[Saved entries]

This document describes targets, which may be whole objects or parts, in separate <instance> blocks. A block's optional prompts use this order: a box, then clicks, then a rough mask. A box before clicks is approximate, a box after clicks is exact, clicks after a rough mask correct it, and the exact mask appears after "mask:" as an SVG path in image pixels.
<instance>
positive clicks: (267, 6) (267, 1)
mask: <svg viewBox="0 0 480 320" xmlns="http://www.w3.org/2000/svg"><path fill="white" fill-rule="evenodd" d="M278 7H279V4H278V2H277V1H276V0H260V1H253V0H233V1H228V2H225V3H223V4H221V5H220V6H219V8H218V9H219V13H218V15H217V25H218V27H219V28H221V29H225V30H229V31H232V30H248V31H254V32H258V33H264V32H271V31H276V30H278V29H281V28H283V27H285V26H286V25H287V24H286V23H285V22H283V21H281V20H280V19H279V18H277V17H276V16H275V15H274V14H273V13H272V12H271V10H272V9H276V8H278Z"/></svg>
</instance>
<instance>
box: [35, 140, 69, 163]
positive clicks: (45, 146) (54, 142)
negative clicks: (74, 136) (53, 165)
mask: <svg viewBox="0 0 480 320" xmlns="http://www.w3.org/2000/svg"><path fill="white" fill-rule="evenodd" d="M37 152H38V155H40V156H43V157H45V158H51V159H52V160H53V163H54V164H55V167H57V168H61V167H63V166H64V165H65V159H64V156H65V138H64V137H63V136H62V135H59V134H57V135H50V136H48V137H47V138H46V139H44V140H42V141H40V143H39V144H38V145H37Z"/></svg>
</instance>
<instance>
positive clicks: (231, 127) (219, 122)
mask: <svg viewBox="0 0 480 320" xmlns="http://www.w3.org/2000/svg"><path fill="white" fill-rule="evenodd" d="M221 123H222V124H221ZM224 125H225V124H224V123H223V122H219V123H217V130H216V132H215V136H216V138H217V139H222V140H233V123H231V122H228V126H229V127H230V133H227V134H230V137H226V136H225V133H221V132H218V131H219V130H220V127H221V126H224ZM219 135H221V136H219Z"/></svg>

• _What the task requires_: Please transcribe exactly the line containing "negative clicks: (74, 136) (53, 165)" and every line after it to the end of the data, and no other lines.

• _Result of this exercise_:
negative clicks: (74, 136) (53, 165)
mask: <svg viewBox="0 0 480 320" xmlns="http://www.w3.org/2000/svg"><path fill="white" fill-rule="evenodd" d="M37 152H38V155H40V156H43V157H45V158H51V159H52V160H53V163H54V164H55V167H57V168H61V167H63V166H64V165H65V159H64V156H65V138H64V137H63V136H62V135H59V134H57V135H50V136H48V137H47V138H46V139H44V140H42V141H40V143H39V144H38V145H37Z"/></svg>
</instance>
<instance>
positive clicks: (231, 127) (219, 122)
mask: <svg viewBox="0 0 480 320" xmlns="http://www.w3.org/2000/svg"><path fill="white" fill-rule="evenodd" d="M221 123H222V124H221ZM224 125H225V124H224V123H223V122H219V123H217V130H216V132H215V136H216V138H217V139H222V140H233V123H231V122H228V126H229V127H230V133H227V134H230V137H226V136H225V133H221V132H218V131H219V130H220V127H221V126H224ZM219 135H221V136H219Z"/></svg>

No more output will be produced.